● **Work to be completed**: Carry on the review of Peter Fraser's "Mathematics" exhibition at the Camden Arts Centre, starting right after its final sentence.

● **Quoted passage**:
──────────────────────────────

Smirking Smuggins

Head off to Finchley Road tube station and then trudge up the hill to get to the Camden Arts Centre where the main show here today is Peter Fraser’s Mathematics.  Now, I have to confess that I’ve never heard of the artist before but I like the sound of the exhibition title.  It makes me think that maybe the show’s going be one of those technographical Minimalist extravaganzas involving reams and reams of graph paper filled up with tiny colourful abstractified sequences of pretty geometric shapes; or else walls full of seemingly empty canvases that, on close inspection, are found to be dotted with series of tiny indecipherable pencil marks; or perhaps there’ll be lots of clattering little light displays that pay numerical homage to the fabulous Fibonacci Series.  No such luck.  In fact what’s on offer is a show of photographs that have absolutely nothing to do with any of the kinds of sums and calculating concepts that I happily toyed with at school, university and then various back office accounts departments.  Indeed, although the thirty or forty large colour snaps here are evidently meant to be considered together as one grand compositional whole, it’s not at all clear to me what on earth it is that links them together, algebraically, geometrically, trigonometrically or any other mathematical ally…or enemy, for that matter.

──────────────────────────────

● **Supplied material**:
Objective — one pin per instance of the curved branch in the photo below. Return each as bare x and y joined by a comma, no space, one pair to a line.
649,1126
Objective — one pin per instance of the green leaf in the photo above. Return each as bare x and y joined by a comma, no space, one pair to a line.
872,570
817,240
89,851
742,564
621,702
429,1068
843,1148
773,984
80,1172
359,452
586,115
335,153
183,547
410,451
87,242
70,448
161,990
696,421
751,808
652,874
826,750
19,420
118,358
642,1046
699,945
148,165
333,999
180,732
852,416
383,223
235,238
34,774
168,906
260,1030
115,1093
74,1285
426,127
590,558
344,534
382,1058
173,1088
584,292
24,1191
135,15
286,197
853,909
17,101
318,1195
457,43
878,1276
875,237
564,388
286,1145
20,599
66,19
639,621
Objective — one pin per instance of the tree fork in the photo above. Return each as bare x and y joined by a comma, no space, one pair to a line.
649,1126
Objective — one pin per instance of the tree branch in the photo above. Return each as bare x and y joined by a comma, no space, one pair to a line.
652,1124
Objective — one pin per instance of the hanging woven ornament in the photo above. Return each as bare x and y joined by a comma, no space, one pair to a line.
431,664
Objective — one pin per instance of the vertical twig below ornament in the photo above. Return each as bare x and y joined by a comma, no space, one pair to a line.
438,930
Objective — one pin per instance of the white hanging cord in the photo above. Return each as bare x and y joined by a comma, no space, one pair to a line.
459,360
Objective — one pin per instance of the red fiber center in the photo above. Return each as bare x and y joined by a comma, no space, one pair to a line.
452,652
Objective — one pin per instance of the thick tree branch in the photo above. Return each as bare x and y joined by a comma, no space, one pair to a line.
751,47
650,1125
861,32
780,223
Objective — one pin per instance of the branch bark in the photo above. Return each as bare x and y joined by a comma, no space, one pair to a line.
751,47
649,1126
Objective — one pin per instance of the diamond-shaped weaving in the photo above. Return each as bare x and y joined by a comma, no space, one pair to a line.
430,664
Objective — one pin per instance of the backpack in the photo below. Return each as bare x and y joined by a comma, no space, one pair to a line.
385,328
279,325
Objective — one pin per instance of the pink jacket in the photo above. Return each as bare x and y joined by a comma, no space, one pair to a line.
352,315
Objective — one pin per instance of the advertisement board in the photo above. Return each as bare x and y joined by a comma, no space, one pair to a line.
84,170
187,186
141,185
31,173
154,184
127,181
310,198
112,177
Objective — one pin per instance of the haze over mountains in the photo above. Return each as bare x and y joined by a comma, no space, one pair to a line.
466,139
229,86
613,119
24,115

──────────────────────────────

● **Exercise response**:
So, for instance, the very first three shots in this unhappy visual volley consist of the rear end of a cow, a bowl containing a bisected tomato and a twisted ribbon of little LED lights.  Usually when I come across these kinds of tiresome teasers that expect me to connect seemingly disparate objects or events – either in the quiz at the back of the Saturday Guardian colour supplement or on one of those mid-afternoon TV egg-head panel games – I come up with the same instant answer that involves either quickly turning over the page or else zapping on to a different free-view channel.  Well, life is simply far too short to bother wasting brain power on such pointlessnesses and it’s hard to see the value in setting oneself up to be outwitted by some sad smirking smuggins who spends his life thinking up trick questions to try to catch out cleverer people.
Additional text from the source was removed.